[Begin EXTRACTED RECORDS]

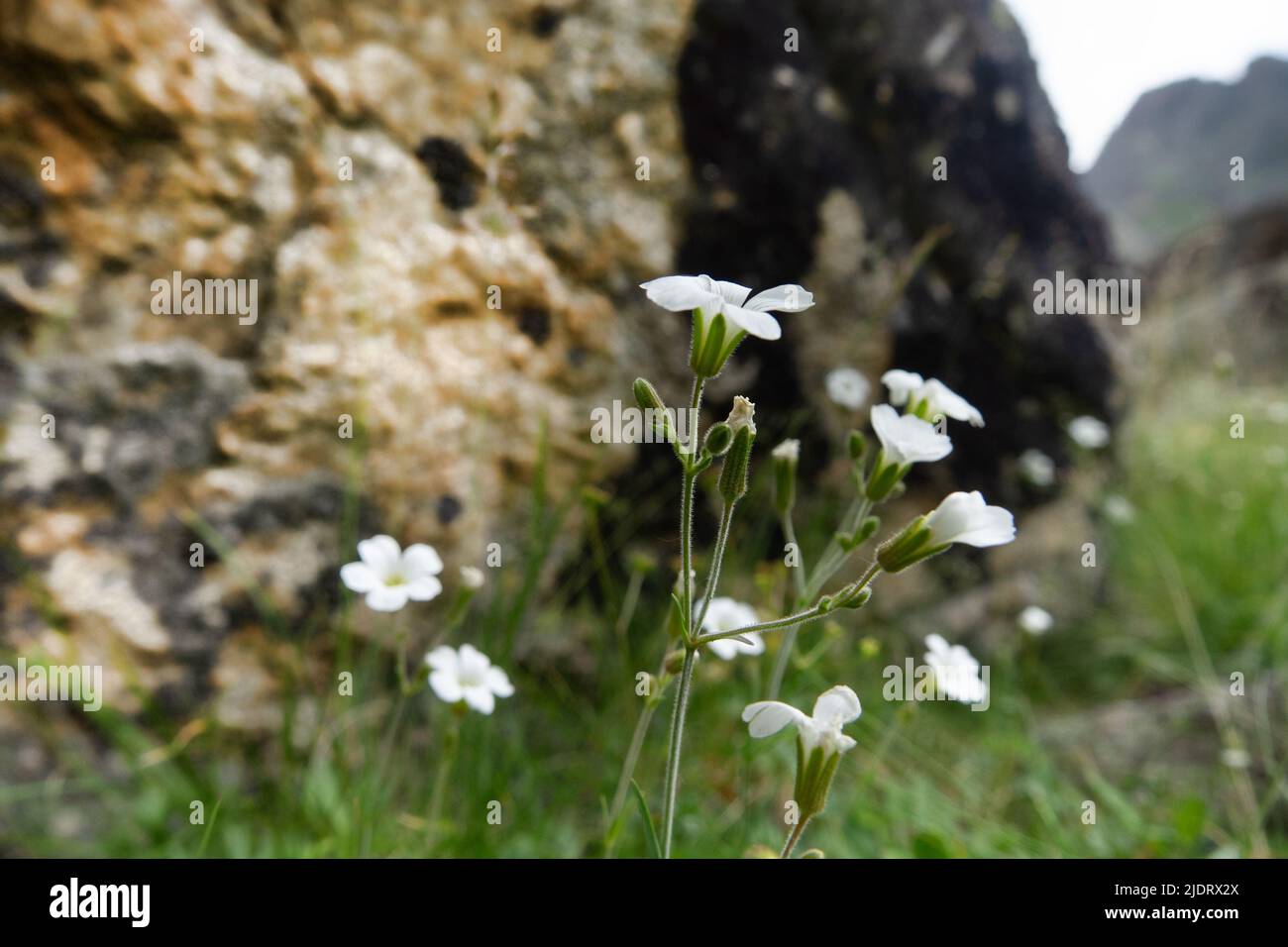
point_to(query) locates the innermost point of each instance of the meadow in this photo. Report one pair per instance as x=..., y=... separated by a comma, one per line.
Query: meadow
x=1194, y=589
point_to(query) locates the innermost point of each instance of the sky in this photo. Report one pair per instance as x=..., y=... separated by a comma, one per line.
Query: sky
x=1096, y=56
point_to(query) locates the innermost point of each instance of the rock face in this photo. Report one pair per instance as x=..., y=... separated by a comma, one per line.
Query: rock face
x=931, y=274
x=445, y=211
x=1167, y=167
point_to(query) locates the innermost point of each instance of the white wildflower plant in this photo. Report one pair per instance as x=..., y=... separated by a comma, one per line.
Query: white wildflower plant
x=848, y=386
x=722, y=316
x=390, y=577
x=467, y=676
x=956, y=672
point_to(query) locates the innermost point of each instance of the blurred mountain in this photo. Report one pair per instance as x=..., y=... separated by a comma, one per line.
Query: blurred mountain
x=1167, y=169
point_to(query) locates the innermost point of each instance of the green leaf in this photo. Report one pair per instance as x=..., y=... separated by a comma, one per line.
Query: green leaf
x=928, y=845
x=1190, y=817
x=655, y=848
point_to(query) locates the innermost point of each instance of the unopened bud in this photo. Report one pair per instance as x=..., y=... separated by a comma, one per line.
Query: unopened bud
x=719, y=438
x=733, y=474
x=786, y=457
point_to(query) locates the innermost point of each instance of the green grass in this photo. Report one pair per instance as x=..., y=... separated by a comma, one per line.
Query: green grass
x=1196, y=590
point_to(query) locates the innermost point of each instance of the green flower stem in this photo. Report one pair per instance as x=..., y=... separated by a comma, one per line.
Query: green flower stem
x=794, y=836
x=687, y=505
x=446, y=761
x=785, y=652
x=820, y=608
x=716, y=562
x=673, y=754
x=833, y=556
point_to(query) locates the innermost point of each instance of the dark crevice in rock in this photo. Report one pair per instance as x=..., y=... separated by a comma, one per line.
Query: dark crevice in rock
x=456, y=175
x=859, y=107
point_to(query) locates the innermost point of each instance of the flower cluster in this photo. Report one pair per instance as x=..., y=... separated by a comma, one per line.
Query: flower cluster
x=389, y=578
x=909, y=429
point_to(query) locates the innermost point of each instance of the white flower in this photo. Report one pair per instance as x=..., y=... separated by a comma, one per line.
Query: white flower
x=966, y=518
x=682, y=292
x=1035, y=620
x=832, y=710
x=1037, y=468
x=725, y=615
x=943, y=399
x=389, y=577
x=789, y=450
x=1089, y=432
x=467, y=674
x=1119, y=509
x=848, y=388
x=956, y=672
x=907, y=438
x=910, y=388
x=903, y=385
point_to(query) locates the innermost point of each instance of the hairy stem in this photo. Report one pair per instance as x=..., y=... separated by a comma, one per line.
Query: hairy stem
x=785, y=652
x=716, y=562
x=794, y=836
x=673, y=754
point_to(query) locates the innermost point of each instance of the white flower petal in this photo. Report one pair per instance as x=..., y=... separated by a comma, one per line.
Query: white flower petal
x=765, y=718
x=420, y=560
x=359, y=577
x=381, y=553
x=902, y=384
x=943, y=399
x=759, y=324
x=786, y=298
x=424, y=589
x=836, y=706
x=907, y=438
x=682, y=292
x=732, y=292
x=966, y=518
x=446, y=686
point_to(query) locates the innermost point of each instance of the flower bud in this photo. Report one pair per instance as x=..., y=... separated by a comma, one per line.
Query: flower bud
x=911, y=545
x=733, y=474
x=814, y=771
x=719, y=438
x=675, y=663
x=786, y=457
x=647, y=395
x=742, y=415
x=850, y=596
x=885, y=476
x=712, y=344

[End EXTRACTED RECORDS]

**DO THIS**
Reproduce the listing above exactly from the line containing "the flower bud" through its last line, with both of those lines included.

**TASK SOLUTION**
point_to(query) locates the innermost point of each instance of the flower bud in this photo. Report one pair per instance as x=..., y=... separated by a comma, one per line.
Query: flower bud
x=911, y=545
x=733, y=474
x=814, y=771
x=719, y=438
x=675, y=663
x=786, y=457
x=647, y=395
x=742, y=415
x=850, y=596
x=885, y=476
x=712, y=344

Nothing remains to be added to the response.